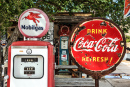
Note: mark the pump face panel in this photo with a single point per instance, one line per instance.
(29, 66)
(26, 66)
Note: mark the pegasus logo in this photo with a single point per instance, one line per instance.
(33, 16)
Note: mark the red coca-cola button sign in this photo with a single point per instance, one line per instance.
(97, 44)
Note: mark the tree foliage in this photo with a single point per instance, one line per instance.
(11, 9)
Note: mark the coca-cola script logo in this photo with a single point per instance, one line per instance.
(97, 45)
(100, 45)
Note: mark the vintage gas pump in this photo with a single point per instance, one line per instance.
(31, 62)
(63, 45)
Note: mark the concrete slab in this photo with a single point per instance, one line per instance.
(104, 83)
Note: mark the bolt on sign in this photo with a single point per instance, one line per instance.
(33, 23)
(97, 44)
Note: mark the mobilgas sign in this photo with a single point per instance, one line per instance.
(97, 44)
(33, 23)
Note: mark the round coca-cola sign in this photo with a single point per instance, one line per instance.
(97, 44)
(33, 23)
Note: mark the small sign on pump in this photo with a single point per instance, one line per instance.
(33, 23)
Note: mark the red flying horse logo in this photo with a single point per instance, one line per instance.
(33, 16)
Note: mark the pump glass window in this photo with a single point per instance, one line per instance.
(28, 66)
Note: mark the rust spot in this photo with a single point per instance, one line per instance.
(122, 43)
(93, 37)
(119, 54)
(94, 45)
(103, 23)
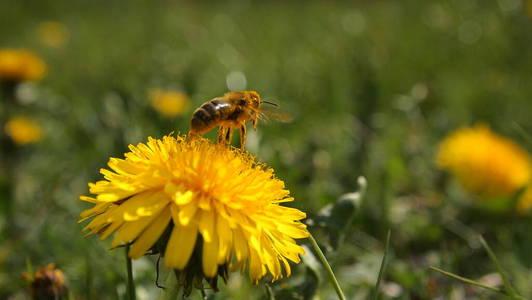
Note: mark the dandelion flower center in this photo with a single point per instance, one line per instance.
(210, 195)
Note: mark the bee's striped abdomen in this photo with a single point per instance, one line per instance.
(207, 116)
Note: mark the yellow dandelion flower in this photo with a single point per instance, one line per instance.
(47, 283)
(484, 162)
(20, 65)
(52, 34)
(168, 103)
(218, 207)
(23, 131)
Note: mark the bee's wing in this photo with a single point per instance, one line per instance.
(269, 115)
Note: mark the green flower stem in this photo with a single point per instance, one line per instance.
(327, 267)
(171, 287)
(130, 281)
(383, 266)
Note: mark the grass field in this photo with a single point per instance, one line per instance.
(374, 87)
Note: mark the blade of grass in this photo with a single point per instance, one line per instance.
(383, 266)
(508, 288)
(466, 280)
(327, 267)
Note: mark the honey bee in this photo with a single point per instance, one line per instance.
(232, 111)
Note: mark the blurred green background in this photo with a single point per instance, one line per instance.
(373, 85)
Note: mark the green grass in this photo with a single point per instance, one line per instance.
(374, 86)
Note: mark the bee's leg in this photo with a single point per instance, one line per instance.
(221, 134)
(242, 136)
(228, 135)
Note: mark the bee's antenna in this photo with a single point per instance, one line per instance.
(271, 103)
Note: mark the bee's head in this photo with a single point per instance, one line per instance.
(254, 99)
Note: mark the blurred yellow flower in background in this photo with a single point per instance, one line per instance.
(47, 283)
(23, 130)
(222, 207)
(168, 103)
(18, 65)
(52, 34)
(485, 163)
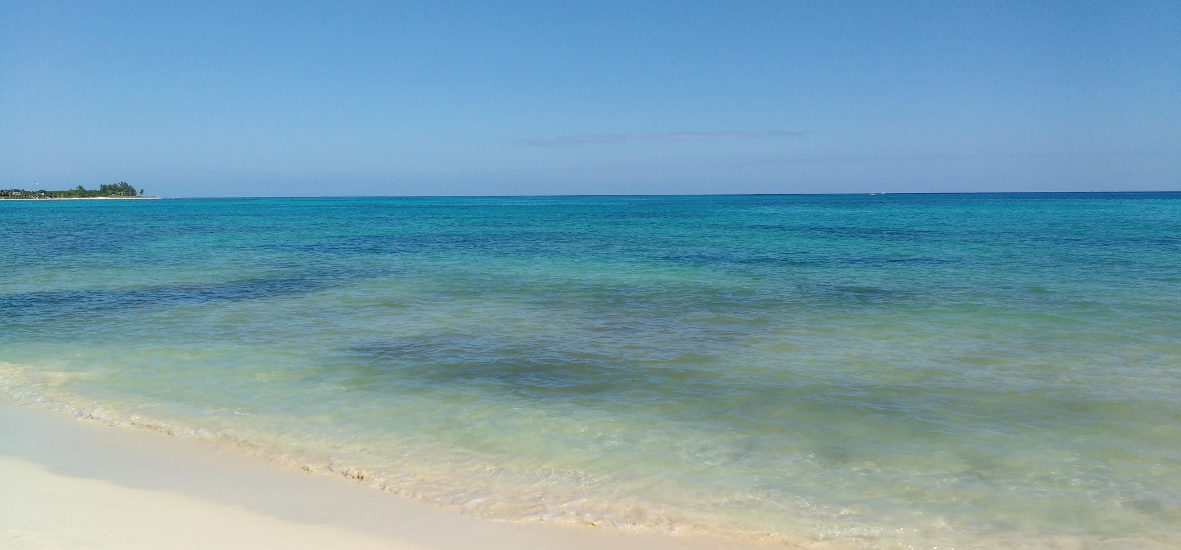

* Your task *
Give every line of the listing, from the line containing "Note: mark the bee's leg" through the end of the listing, as a numbered list, leaving out blank lines and any picture.

* Correct result *
1. Note: mark the bee's leg in this photo with a single point per instance, one line per instance.
2. (221, 134)
3. (242, 136)
4. (228, 135)
5. Note: mark the bee's antenna in this photo with a single point per instance, one line per instance.
6. (271, 103)
7. Note: mark the bee's head in this photo with a single point per instance, one line per instance.
8. (254, 99)
9. Note: mark the blurred yellow flower in background in this photo with a single point per instance, one line per instance.
10. (47, 283)
11. (23, 130)
12. (222, 207)
13. (168, 103)
14. (18, 65)
15. (52, 34)
16. (485, 163)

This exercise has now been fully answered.